◆ Challenge 1: Type out the Plant Prefab interview transcript below word for word, in full.

◆ Document segment:
-- -- --
And this week … we found a guy building entire apartment buildings …


Steve Glenn:
I'm Steve Glenn. I am the founder and former CEO and now just board director of Plant Prefab.


Molly Wood:
and tell us a little about Plant Prefab.


Steve Glenn:
We design and manufacture sustainable multi -unit and multi -family housing.


Molly Wood Voice-Over:
Steve has been working on building better housing since 2006 …


Steve Glenn:
The one before Plant Prefab was a company I started called Living Homes. We were a designer and developer of extremely sustainable, mostly.


single -family housing, we partnered with great world -class architects, integrated a LEED platinum level environmental program. LEED is this kind of the leading international green building certification program. It's a point -based program. You get points for things that you do that make your buildings more energy efficient and water efficient and materially resource efficient, better indoor air quality. Based on those points, you can get certified or silver or gold platinum.


We designed the first dome ever to be certified platinum and we designed more platinum homes than almost any design firm. And we used outsourced factory production to build our homes. My first background's in tech industry. I didn't want to own factories and longer story, happy to get into, but that was what I did before Plant and ultimately in 2016, so we started living homes 2006.

2016 spun out Plant because we needed a company that had the kind of factories that I felt would be better suited for the kind of work we and many others were doing. And Plant ended up buying living homes in 2016. So that's kind of how we got it.


Molly Wood:
When was, just out of curiosity, when was the first certified platinum home built?


Steve Glenn:
2006.


Molly Wood:
Oh, okay. Got it. They were born at the same time.


Steve Glenn:
2006. Yeah, it was our first project.


Molly Wood:
Talk about the elements of building a house that are more or less sustainable for people who aren't familiar. And that'll, I think, kind of maybe lead us to this realization, it sounds like, that building, fabricating your own homes was actually the most sustainable option.
-- -- --
◆ Material provided:
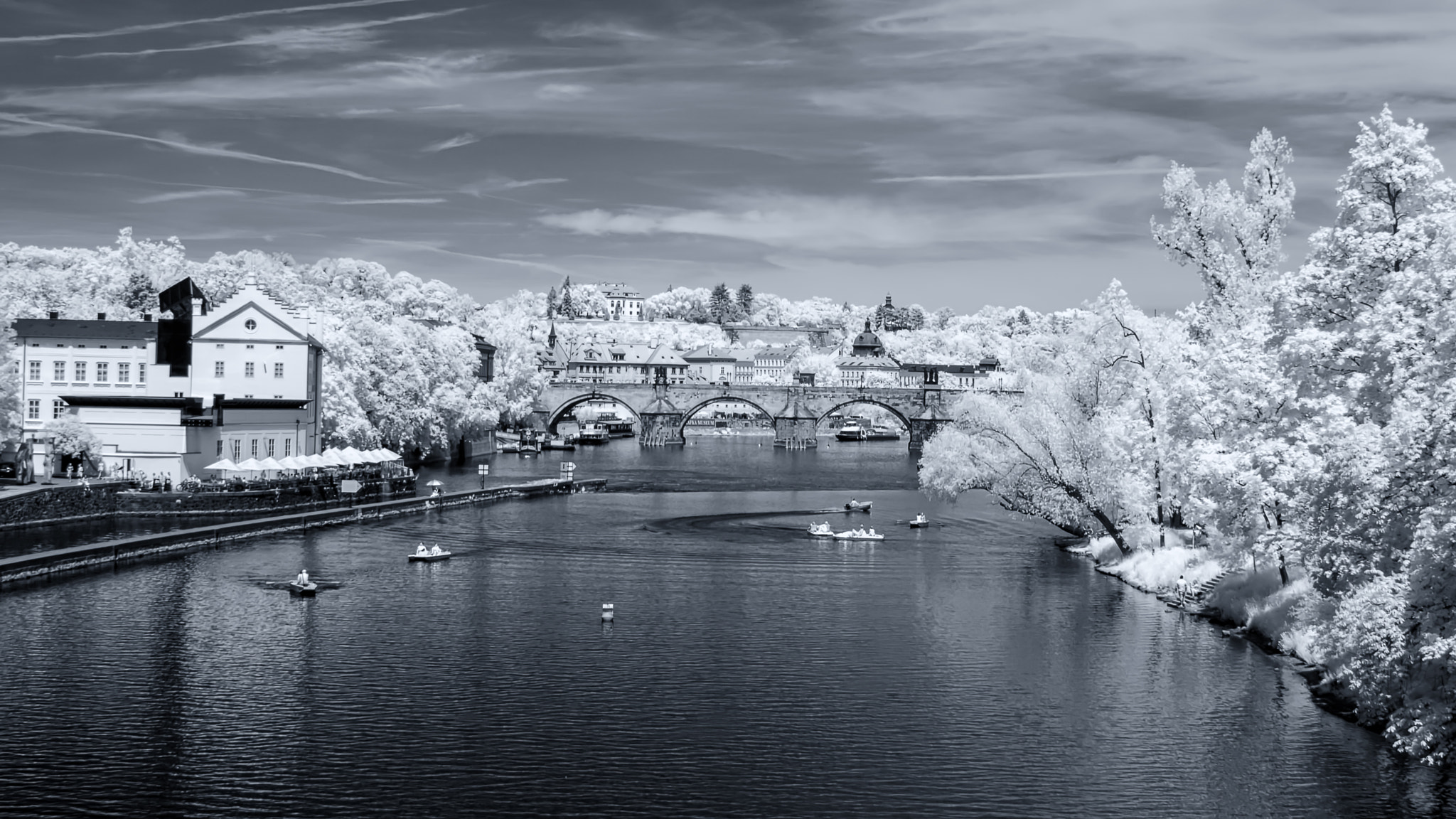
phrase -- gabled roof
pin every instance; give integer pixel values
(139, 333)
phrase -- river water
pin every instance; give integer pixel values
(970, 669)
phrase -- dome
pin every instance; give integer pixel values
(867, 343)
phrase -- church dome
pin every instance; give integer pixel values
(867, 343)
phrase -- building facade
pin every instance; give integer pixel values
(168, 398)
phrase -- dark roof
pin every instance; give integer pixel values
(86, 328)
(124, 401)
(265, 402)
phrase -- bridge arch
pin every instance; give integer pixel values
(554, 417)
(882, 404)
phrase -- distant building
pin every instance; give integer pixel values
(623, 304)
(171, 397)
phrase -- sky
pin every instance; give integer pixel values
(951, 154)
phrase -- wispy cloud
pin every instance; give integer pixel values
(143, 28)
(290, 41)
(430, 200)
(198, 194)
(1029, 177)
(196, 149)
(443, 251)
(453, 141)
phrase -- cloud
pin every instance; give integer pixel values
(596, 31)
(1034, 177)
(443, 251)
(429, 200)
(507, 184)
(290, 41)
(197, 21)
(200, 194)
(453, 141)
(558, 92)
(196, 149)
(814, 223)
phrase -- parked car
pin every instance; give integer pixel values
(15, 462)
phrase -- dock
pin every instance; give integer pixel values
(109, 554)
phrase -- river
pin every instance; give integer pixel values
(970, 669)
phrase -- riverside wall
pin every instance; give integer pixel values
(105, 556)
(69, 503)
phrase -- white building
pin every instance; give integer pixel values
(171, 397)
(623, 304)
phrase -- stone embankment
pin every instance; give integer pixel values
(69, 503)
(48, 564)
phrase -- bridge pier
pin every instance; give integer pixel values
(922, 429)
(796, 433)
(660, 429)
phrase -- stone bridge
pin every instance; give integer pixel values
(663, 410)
-- -- --
◆ Challenge 2: Repeat everything in the rows from the line containing "phrase -- wispy cloud" down through the last line of the rows, including both ends.

◆ Result 1:
And this week … we found a guy building entire apartment buildings …


Steve Glenn:
I'm Steve Glenn. I am the founder and former CEO and now just board director of Plant Prefab.


Molly Wood:
and tell us a little about Plant Prefab.


Steve Glenn:
We design and manufacture sustainable multi -unit and multi -family housing.


Molly Wood Voice-Over:
Steve has been working on building better housing since 2006 …


Steve Glenn:
The one before Plant Prefab was a company I started called Living Homes. We were a designer and developer of extremely sustainable, mostly.


single -family housing, we partnered with great world -class architects, integrated a LEED platinum level environmental program. LEED is this kind of the leading international green building certification program. It's a point -based program. You get points for things that you do that make your buildings more energy efficient and water efficient and materially resource efficient, better indoor air quality. Based on those points, you can get certified or silver or gold platinum.


We designed the first dome ever to be certified platinum and we designed more platinum homes than almost any design firm. And we used outsourced factory production to build our homes. My first background's in tech industry. I didn't want to own factories and longer story, happy to get into, but that was what I did before Plant and ultimately in 2016, so we started living homes 2006.

2016 spun out Plant because we needed a company that had the kind of factories that I felt would be better suited for the kind of work we and many others were doing. And Plant ended up buying living homes in 2016. So that's kind of how we got it.


Molly Wood:
When was, just out of curiosity, when was the first certified platinum home built?


Steve Glenn:
2006.


Molly Wood:
Oh, okay. Got it. They were born at the same time.


Steve Glenn:
2006. Yeah, it was our first project.


Molly Wood:
Talk about the elements of building a house that are more or less sustainable for people who aren't familiar. And that'll, I think, kind of maybe lead us to this realization, it sounds like, that building, fabricating your own homes was actually the most sustainable option.

◆ Result 2:
phrase -- wispy cloud
pin every instance; give integer pixel values
(143, 28)
(290, 41)
(430, 200)
(198, 194)
(1029, 177)
(196, 149)
(443, 251)
(453, 141)
phrase -- cloud
pin every instance; give integer pixel values
(596, 31)
(1034, 177)
(443, 251)
(429, 200)
(507, 184)
(290, 41)
(197, 21)
(200, 194)
(453, 141)
(558, 92)
(196, 149)
(814, 223)
phrase -- parked car
pin every instance; give integer pixel values
(15, 462)
phrase -- dock
pin every instance; give integer pixel values
(109, 554)
phrase -- river
pin every instance; give integer pixel values
(970, 669)
phrase -- riverside wall
pin every instance; give integer pixel values
(105, 556)
(69, 503)
phrase -- white building
pin every instance; give integer pixel values
(171, 397)
(623, 304)
phrase -- stone embankment
pin every instance; give integer pixel values
(69, 503)
(48, 564)
phrase -- bridge pier
pin every instance; give integer pixel values
(922, 429)
(796, 433)
(660, 429)
phrase -- stone bridge
pin every instance; give integer pixel values
(663, 410)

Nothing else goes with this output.